- _Brano scelto_

----

Col progredire dell’azione del governo Renzi i problemi, le contraddizioni e i rischi della vita politica italiana si sono andati via via accentuando. Contrariamente all’apparenza, non è un dato per se stesso negativo. Quei problemi, contraddizioni e rischi erano accumulati da tempo. Sono, infatti, la rivelazione di quanto la politica italiana è andata negli ultimi venti venticinque anni accumulando di negatività, di questioni irrisolte, di insufficienze e carenze, di superficiali composizioni e di illusorie o soltanto temporanee soluzioni. Dovevano in qualche modo venir fuori, e il peggio sarebbe stato che fossero venuti fuori per l’inerzia e l’assenza di iniziative della classe politica nazionale. Sono, invece, venuti fuori e vengono posti all’ordine del giorno del dibattito e dell’attività politica grazie all’azione intensiva e innovativa del governo Renzi.
Lo stile di governo dell’attuale presidente del Consiglio dei Ministri ha sollevato e solleva discussioni e dissensi estremamente vivaci. Troppo parlare e annunciare, drasticità di contrapposizioni anche là dove sembrerebbe che la prudenza (politica) consigli altrimenti, dissacrazione poco scrupolosa di punti fondamentali del politically correct della tradizione politica italiana quale si è assestata nei quasi settant’anni della Repubblica, accenti provocatorii sulle più delicate questioni sociali, misure demagogiche non corrispondenti nella loro sostanza e nella loro praticabilità ai termini con cui sono annunciate, quasi un gioco di bussolotti tra ciò che si fa o si dichiara di volere e di fare e le misure concrete di governo poi adottate che vanifica quanto si dichiara e magari produce effetti negativi peggiori dei punti di partenza: ecco un elenco sommario e incompleto dei “difetti” o “errori” che si addebitano a Renzi.

----

- _Dati estratti_

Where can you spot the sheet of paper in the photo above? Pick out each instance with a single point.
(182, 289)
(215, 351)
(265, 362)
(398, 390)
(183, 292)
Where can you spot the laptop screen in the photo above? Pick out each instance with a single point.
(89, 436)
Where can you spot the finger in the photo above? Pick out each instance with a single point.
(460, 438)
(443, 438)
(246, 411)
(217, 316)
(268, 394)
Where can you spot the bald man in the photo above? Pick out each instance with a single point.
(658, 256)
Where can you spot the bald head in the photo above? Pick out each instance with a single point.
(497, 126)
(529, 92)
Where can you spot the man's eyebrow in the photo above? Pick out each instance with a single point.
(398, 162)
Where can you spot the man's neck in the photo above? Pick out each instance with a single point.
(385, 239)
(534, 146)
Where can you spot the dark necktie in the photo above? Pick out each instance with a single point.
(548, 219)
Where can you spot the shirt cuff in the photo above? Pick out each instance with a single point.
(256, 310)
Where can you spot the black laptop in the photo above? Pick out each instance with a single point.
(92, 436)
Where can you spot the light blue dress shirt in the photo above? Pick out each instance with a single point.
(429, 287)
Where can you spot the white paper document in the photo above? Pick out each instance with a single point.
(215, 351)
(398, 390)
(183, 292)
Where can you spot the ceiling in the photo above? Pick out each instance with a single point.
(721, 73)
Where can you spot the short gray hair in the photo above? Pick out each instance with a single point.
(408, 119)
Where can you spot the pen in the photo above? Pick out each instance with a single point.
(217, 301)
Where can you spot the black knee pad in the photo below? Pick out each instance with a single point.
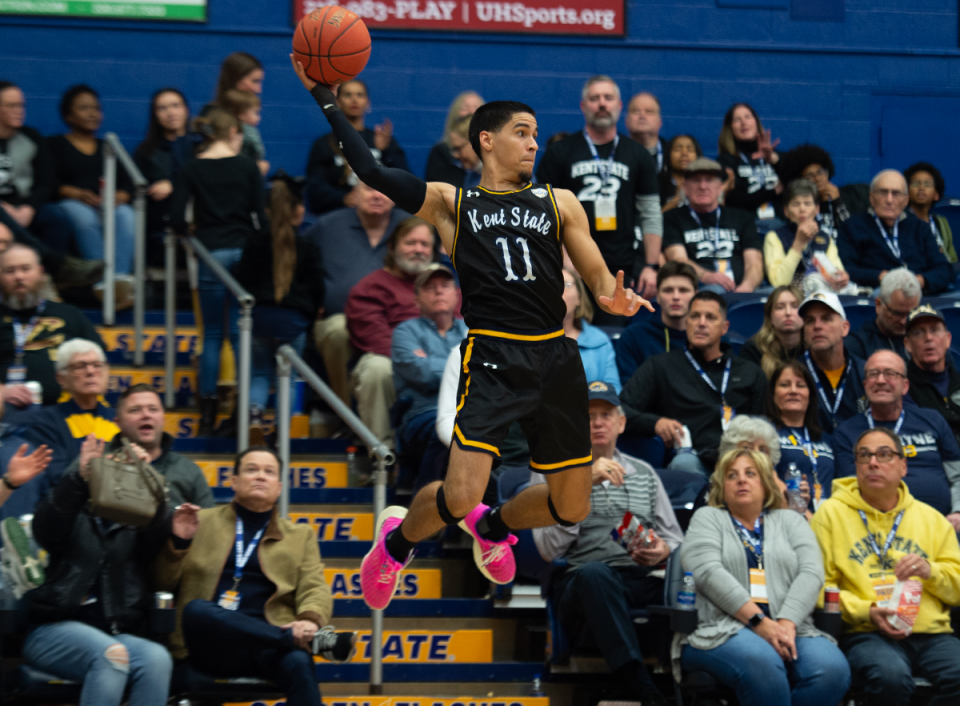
(445, 513)
(553, 511)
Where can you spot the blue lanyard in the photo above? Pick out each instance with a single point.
(706, 378)
(715, 231)
(752, 541)
(21, 333)
(832, 411)
(890, 537)
(893, 244)
(605, 167)
(242, 557)
(896, 429)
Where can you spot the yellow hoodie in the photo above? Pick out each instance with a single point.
(851, 565)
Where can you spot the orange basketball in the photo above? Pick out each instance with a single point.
(332, 43)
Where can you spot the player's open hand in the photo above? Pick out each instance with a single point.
(625, 302)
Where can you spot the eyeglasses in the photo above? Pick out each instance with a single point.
(79, 367)
(883, 454)
(895, 193)
(873, 374)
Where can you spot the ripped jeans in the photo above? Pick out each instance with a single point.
(106, 664)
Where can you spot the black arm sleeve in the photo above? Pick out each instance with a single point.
(405, 189)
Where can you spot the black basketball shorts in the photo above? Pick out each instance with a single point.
(536, 380)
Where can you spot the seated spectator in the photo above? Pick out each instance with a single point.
(77, 159)
(837, 203)
(283, 273)
(933, 474)
(745, 147)
(837, 374)
(419, 353)
(442, 164)
(226, 191)
(874, 243)
(899, 295)
(330, 180)
(758, 574)
(169, 116)
(917, 542)
(790, 251)
(88, 619)
(721, 244)
(926, 187)
(376, 306)
(682, 150)
(263, 612)
(140, 416)
(643, 122)
(33, 328)
(792, 407)
(646, 337)
(604, 581)
(781, 336)
(83, 373)
(701, 386)
(353, 243)
(245, 107)
(934, 383)
(596, 350)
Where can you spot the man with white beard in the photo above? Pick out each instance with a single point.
(377, 304)
(32, 329)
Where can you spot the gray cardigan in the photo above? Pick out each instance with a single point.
(715, 554)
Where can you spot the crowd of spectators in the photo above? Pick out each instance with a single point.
(870, 418)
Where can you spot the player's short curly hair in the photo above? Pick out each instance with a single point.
(491, 117)
(792, 163)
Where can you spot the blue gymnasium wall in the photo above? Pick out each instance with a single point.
(820, 81)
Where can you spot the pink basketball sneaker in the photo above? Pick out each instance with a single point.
(380, 572)
(494, 559)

----

- _Da svolgere_
Continua il brano sul governo Renzi a partire dalla sua ultima frase.

- _Soluzione_
Ne è risultata, perfino, una sua qualificazione come uomo sostanzialmente “di destra”, piuttosto paradossale dal momento che la destra ha cominciato ad adottare verso di lui un atteggiamento di crescente e più frequente critica, ma paradossale anche perché la distinzione di destra e di sinistra appare sempre meno congruente con la stagione politica che stiamo vivendo. Oppure, lo si è qualificato come “uomo dei poteri forti”, ricorrendo a un’altra delle mitologie politiche di cui il tradizionale politically correct del paese si è alimentato da gran tempo, ma che nella realtà del gioco politico si prova molto spesso come sintetica indicazione di gruppi di pressione e di potere, che nelle cronache quotidiane appaiono di risaputa e reciproca contrapposizione fra loro (e, infatti, è facile constatare che, se alcuni di questi gruppi dichiarano di apprezzare Renzi e di volerlo secondare, altri consimili gruppi tengono l’atteggiamento specularmente opposto).
In realtà, Renzi solleva queste reazioni per la densità che finora hanno dimostrato la sua azione politica e la sua attività di governo. Non che in questa azione e in questa attività tutto sia immediatamente chiaro e persuasivo. Appare, però, indubbio che, nel complesso, egli abbia operato e vada operando una trasformazione sia del linguaggio e del comportamento politico che del modo e dei contenuti, sicché – a ben vedere – è proprio questa globalità del fronte operativo sul quale egli si muove a determinare così spesso il disorientamento e le squilibrate reazioni di chi lo contesta, ed è la stessa globalità a rendere quotidiane e sempre più sconcertate e spesso esagitate le reazioni che egli solleva. E si direbbe pure che sia ancora questa globalità a portare Renzi a certe accentuazioni di tono che, da un certo punto di vista, possono apparire esagerate o inopportune. Di qui anche deriva la necessità di distinguere nelle sue azioni la scorza, per così dire, verbale dalla sostanza di metodo o di merito di tali azioni.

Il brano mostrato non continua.